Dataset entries
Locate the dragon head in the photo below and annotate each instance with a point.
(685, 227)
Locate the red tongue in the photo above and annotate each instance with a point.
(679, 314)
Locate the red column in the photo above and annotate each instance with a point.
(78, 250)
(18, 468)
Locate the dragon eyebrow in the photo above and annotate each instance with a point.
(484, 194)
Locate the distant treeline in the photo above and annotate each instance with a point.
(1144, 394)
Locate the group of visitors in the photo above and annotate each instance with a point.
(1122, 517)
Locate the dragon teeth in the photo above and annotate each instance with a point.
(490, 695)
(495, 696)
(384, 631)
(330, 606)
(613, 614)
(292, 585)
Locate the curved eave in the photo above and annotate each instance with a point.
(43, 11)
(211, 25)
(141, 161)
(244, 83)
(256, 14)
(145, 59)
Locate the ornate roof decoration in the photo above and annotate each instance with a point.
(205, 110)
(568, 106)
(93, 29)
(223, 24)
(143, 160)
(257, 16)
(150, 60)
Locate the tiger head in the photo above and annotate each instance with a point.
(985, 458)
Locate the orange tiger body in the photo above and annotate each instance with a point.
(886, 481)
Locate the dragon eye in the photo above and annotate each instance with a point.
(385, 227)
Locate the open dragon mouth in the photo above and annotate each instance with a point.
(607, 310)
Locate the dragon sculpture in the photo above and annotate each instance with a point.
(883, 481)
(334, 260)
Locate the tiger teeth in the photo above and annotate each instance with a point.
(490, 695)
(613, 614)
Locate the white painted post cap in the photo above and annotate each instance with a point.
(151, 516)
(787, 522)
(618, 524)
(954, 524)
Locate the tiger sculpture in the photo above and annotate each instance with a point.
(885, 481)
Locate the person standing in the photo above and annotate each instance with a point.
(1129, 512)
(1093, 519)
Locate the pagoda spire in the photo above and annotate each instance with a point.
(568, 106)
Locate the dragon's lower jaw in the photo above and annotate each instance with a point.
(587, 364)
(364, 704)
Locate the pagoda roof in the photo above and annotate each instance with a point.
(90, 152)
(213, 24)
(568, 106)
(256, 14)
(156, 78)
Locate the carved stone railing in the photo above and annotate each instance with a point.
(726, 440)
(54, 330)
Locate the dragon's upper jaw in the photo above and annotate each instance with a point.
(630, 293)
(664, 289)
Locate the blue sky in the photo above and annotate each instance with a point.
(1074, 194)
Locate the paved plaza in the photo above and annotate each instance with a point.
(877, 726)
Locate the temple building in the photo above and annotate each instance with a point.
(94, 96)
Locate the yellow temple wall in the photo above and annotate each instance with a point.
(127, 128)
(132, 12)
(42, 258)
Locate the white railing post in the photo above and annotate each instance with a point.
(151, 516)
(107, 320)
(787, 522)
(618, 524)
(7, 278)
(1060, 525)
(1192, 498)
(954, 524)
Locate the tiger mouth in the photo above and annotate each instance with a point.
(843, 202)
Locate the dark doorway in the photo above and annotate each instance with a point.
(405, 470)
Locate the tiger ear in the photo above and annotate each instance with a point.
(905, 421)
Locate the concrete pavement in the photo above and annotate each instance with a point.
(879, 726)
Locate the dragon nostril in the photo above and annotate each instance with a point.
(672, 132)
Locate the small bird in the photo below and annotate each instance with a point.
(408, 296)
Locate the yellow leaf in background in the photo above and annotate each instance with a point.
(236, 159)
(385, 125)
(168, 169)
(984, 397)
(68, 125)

#### Exercise:
After reading the data above, print it all again exactly.

#### Answer box:
Locate the dragon head in the photo below and annotate each instance with a point.
(685, 227)
Locate the red tongue in the photo above and annotate each instance with a point.
(679, 314)
Locate the red column in the photo above and annotate each instance with a point.
(78, 250)
(18, 468)
Locate the dragon eyebrow in the photo above and annotate each instance with a point.
(484, 194)
Locate the distant treeline in the photo above and annotate each instance with a point.
(1144, 394)
Locate the group of visitors in the photo above and annotate each instance with a point.
(1122, 517)
Locate the dragon teeth in the photo above and annotate each instance with a point.
(490, 695)
(495, 696)
(384, 631)
(330, 606)
(613, 614)
(292, 585)
Locate the curved eave in the photo above and annotate each instance with a point.
(43, 11)
(211, 25)
(141, 161)
(244, 83)
(256, 14)
(145, 59)
Locate the ornate roof decoration in the photo above and annotate each instance with a point.
(205, 110)
(568, 106)
(93, 29)
(223, 24)
(143, 160)
(257, 16)
(150, 60)
Locate the tiger head in the photo above and annotate each instance with a point.
(985, 458)
Locate the orange tiger body in the photo above and annotate each instance with a point.
(886, 481)
Locate the dragon eye in the photo above and annotate each instance with a point.
(385, 227)
Locate the open dragon mouth in the photo above and annotate each instance with a point.
(607, 310)
Locate the dragon sculpture in the photo above and annotate each instance with a point.
(883, 481)
(334, 260)
Locate the tiger teeth in the photo above and annotate each instance with a point.
(490, 695)
(613, 614)
Locate the white painted post cap in the photo above and annotate each instance with a point.
(151, 516)
(787, 522)
(618, 524)
(954, 524)
Locate the tiger sculpture in the photo above and annotate each instance with a point.
(885, 481)
Locate the person standing in the photo above and annotate each instance with a point.
(1129, 512)
(1093, 519)
Locate the pagoda spire in the photo above and annotate each instance with a point.
(568, 106)
Locate the dragon's lower jaw in the photo above and annotate each instance with a point.
(587, 364)
(364, 704)
Locate the pagoda roof in the photo above and annotate each instance with a point.
(90, 152)
(213, 24)
(568, 106)
(256, 14)
(156, 78)
Locate the carved stone railing in the photo above and annotate each instance with a point.
(726, 440)
(54, 330)
Locate the dragon's upper jaw in the photo above and annotate each instance with a point.
(630, 293)
(664, 289)
Locate the blue sky in the photo above and annotate each instance with a point.
(1074, 194)
Locate the paved plaza in the photo above and annotate each instance with a point.
(877, 726)
Locate the temple building in the photo above and annotate each instance with a point.
(94, 96)
Locate the yellow temple wall in the photo above and annotate each instance with a point.
(127, 128)
(132, 12)
(42, 258)
Locate the white railing post in the photo above and annotate each instance with a point.
(151, 516)
(107, 320)
(787, 522)
(618, 524)
(7, 278)
(1060, 525)
(1192, 498)
(954, 524)
Locate the tiger mouth in the photo above and annotate each instance with a point.
(843, 202)
Locate the dark doorway in the photo above and annotate each instance with a point.
(405, 470)
Locate the tiger ear in the photo above and annotate each instance with a point.
(905, 421)
Locate the concrete pavement in the photo above and annotate each instance with a point.
(879, 726)
Locate the dragon nostril in the photo above and annotate each instance with a point.
(672, 132)
Locate the small bird in the photo below and annotate each instance with a point.
(408, 296)
Locate the yellow leaf in background in the photo above and annotate each instance with a point.
(236, 159)
(385, 125)
(168, 169)
(984, 397)
(68, 125)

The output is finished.